Eleftherios Konsolas (born 17 December 1988) is a Greek rower. He participated in the 2012 Summer Olympics in London where he competed in the Men's lightweight double sculls event together with his teammate Panagiotis Magdanis. They qualified for the B finals, where they reached a second place, finishing in 8th place overall.

Konsolas and Magdanis won the silver in the lightweight double sculls at the 2011 European Championships.

In 2012, the team of Konsolas, Nikolaos Afentoulis, Georgios Konsolas and Panagiotis Magdanis won silver in the men's lightweight quadruple sculls at the 2012 World Championship.

Konsolas was part of the Greek team that won the lightweight quadruple sculls at the 2013 and 2014 World Championships.  On both occasions, the team consisted of Konsolas, Georgios Konsolas, Spyridon Giannaros and Panagiotis Magdanis.  In 2014, the team set a world record in the event.

◆ **GIVEN ENTRIES**:
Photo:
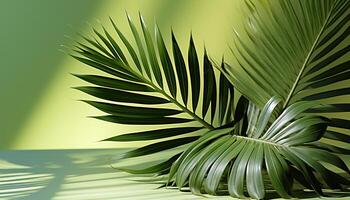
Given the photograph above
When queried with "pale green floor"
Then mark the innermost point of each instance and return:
(74, 175)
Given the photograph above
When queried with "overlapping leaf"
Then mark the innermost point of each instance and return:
(284, 149)
(298, 50)
(138, 78)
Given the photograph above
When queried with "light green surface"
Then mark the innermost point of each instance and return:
(38, 107)
(79, 174)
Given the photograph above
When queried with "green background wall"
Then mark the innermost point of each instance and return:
(39, 110)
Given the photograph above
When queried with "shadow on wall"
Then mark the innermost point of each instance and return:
(84, 174)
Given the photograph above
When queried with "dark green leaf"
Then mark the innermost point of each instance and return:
(113, 83)
(153, 134)
(180, 69)
(132, 111)
(159, 146)
(194, 73)
(166, 64)
(121, 96)
(139, 120)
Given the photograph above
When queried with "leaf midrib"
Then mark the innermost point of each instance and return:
(306, 61)
(260, 141)
(172, 100)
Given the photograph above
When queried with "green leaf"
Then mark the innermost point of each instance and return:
(153, 134)
(180, 69)
(151, 53)
(114, 83)
(132, 111)
(166, 63)
(139, 120)
(209, 96)
(193, 65)
(159, 146)
(121, 96)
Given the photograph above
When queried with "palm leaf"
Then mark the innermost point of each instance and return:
(298, 50)
(140, 82)
(278, 149)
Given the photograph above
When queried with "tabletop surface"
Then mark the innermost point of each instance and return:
(78, 174)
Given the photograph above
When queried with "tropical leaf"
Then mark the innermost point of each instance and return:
(289, 60)
(298, 50)
(278, 149)
(140, 83)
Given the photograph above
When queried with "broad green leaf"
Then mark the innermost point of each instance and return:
(153, 134)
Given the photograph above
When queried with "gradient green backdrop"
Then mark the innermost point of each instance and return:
(38, 108)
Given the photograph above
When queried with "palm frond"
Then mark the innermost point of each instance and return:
(283, 149)
(298, 50)
(141, 82)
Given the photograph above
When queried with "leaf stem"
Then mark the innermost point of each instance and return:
(172, 99)
(306, 62)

◆ **REQUIRED WORK**:
- 1) Say whether each statement agrees with the Konsolas biography, answering yes or no and quoting the words of the biography that decide it: (a) Konsolas competed in the lightweight double sculls at the 2012 London Olympics with Panagiotis Magdanis; (b) the team won gold in the men's lightweight quadruple sculls at the 2012 World Championship; (c) the team set a world record in 2013.
- 2) Reproduce word for word the part of the Konsolas biography starting at "Konsolas was part" and ending at "in the event.".
The listing is separate material and has no connection to the Konsolas biography.

◆ **ANSWER LIST**:
- 1)
(a) Yes: "He participated in the 2012 Summer Olympics in London where he competed in the Men's lightweight double sculls event together with his teammate Panagiotis Magdanis."
(b) No: "won silver in the men's lightweight quadruple sculls at the 2012 World Championship."
(c) No: "In 2014, the team set a world record in the event."

- 2)
Konsolas was part of the Greek team that won the lightweight quadruple sculls at the 2013 and 2014 World Championships.  On both occasions, the team consisted of Konsolas, Georgios Konsolas, Spyridon Giannaros and Panagiotis Magdanis.  In 2014, the team set a world record in the event.